Task instructions. How many of the rows below contain the string "black"? Reply with the number alone.

***** Records provided

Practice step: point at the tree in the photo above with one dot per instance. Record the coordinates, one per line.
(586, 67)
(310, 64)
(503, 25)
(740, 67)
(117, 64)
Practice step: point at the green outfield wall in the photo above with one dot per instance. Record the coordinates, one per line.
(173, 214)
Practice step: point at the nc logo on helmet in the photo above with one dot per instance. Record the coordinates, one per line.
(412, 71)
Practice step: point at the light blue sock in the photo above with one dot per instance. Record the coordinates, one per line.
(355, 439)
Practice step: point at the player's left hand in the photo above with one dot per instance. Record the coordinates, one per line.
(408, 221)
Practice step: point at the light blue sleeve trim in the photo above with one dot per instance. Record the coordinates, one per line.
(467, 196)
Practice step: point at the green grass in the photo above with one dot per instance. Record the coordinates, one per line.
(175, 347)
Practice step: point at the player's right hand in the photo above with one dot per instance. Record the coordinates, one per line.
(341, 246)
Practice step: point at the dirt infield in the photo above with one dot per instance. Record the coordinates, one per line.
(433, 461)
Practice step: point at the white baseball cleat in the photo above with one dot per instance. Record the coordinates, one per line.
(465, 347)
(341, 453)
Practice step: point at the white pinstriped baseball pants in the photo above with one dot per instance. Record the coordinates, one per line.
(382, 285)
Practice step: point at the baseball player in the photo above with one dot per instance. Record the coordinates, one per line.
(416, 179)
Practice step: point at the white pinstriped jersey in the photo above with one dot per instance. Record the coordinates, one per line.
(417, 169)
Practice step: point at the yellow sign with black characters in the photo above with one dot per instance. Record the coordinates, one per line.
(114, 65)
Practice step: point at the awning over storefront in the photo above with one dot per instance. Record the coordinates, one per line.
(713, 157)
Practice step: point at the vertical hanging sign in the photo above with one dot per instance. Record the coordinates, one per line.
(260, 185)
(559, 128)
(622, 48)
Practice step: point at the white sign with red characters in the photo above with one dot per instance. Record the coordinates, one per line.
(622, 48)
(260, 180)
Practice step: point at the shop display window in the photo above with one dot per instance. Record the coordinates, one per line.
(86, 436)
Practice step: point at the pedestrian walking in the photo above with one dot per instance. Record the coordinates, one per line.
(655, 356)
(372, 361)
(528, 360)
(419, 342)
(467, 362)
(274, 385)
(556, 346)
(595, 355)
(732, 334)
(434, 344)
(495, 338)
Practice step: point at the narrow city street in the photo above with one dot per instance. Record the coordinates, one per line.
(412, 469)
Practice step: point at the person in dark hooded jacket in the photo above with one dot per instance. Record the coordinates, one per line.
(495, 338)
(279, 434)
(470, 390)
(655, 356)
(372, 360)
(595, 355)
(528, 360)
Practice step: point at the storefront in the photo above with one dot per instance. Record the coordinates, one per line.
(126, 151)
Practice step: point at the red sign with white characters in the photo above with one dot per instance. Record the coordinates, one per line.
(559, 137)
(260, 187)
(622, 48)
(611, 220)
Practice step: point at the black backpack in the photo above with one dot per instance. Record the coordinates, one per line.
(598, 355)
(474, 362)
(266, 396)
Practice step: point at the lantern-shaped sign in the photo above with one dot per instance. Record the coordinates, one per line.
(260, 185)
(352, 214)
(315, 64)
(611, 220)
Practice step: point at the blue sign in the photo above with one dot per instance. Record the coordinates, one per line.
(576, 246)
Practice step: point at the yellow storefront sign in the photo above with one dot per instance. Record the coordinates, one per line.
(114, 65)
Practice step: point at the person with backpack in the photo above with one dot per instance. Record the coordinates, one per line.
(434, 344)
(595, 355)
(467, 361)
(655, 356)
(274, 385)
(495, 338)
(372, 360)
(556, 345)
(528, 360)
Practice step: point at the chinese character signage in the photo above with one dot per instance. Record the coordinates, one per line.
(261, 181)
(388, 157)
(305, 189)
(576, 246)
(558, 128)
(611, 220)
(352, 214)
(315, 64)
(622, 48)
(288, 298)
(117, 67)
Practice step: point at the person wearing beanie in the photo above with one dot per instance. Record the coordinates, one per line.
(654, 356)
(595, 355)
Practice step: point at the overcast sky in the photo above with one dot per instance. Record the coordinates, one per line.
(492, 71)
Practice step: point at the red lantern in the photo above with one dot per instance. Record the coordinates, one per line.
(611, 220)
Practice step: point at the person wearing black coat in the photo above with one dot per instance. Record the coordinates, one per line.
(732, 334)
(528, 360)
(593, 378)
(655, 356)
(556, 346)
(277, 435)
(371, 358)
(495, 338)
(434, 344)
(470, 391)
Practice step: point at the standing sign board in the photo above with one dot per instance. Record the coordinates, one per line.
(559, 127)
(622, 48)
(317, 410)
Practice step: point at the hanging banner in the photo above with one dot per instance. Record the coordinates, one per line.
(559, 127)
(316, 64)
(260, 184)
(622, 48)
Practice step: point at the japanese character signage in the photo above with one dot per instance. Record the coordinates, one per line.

**********
***** Records provided

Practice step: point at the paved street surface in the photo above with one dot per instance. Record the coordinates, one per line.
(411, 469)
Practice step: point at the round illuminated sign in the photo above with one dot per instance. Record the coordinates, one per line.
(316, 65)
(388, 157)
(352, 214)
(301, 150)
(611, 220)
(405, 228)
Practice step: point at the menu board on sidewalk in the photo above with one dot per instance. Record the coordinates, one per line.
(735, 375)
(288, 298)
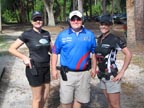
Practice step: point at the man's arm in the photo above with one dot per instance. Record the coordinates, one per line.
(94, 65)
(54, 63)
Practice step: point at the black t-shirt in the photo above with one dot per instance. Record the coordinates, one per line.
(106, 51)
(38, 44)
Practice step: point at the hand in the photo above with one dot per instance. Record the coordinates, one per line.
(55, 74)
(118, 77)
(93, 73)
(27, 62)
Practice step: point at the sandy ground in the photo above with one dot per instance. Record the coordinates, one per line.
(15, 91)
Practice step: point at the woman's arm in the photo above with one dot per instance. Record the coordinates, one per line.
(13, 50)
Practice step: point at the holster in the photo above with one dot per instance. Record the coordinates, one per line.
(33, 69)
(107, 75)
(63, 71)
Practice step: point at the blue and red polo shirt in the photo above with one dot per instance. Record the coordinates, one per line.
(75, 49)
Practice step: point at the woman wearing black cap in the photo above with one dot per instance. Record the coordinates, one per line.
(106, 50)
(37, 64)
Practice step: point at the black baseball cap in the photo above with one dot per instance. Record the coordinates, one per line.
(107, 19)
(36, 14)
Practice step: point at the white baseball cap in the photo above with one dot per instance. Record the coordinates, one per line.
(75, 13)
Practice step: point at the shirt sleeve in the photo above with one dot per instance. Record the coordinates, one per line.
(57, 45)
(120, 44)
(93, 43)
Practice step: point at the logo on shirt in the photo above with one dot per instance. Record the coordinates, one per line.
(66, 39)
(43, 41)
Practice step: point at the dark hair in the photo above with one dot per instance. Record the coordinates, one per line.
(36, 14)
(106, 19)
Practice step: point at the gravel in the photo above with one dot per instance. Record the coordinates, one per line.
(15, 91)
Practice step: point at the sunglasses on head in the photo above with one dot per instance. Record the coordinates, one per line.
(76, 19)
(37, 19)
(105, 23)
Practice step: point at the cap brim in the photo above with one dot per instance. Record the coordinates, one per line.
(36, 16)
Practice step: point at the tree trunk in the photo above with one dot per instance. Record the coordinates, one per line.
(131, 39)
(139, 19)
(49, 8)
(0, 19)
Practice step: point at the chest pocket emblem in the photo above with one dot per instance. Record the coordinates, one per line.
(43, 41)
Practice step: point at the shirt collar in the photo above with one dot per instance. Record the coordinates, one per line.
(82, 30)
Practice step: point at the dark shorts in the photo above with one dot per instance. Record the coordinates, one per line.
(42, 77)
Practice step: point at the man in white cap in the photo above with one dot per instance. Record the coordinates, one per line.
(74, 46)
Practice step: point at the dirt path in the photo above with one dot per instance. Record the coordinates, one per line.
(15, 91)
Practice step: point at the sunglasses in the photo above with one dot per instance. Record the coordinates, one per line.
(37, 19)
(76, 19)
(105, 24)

**********
***** Records provided

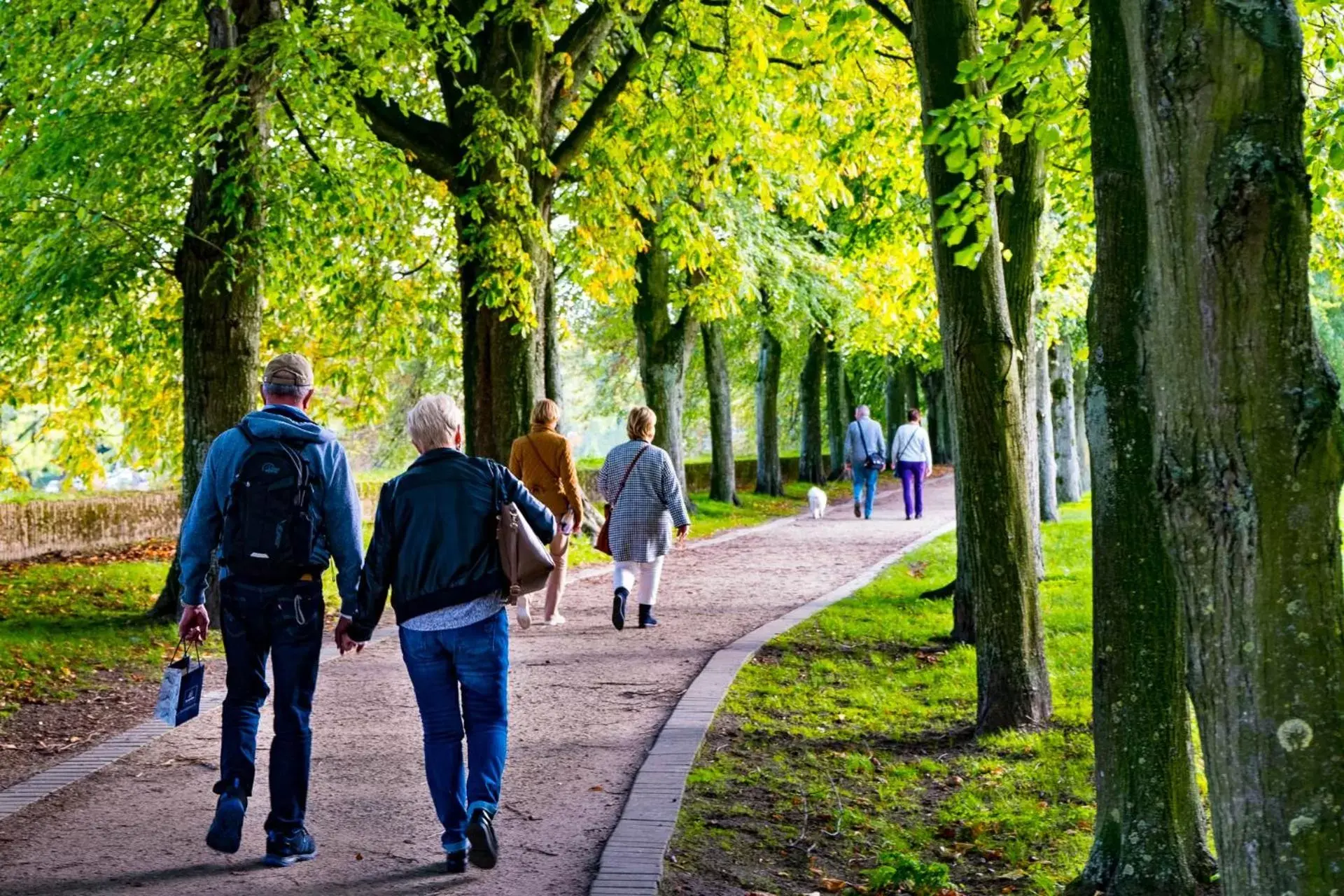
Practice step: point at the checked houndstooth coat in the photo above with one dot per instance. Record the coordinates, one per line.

**********

Exercise answer. 6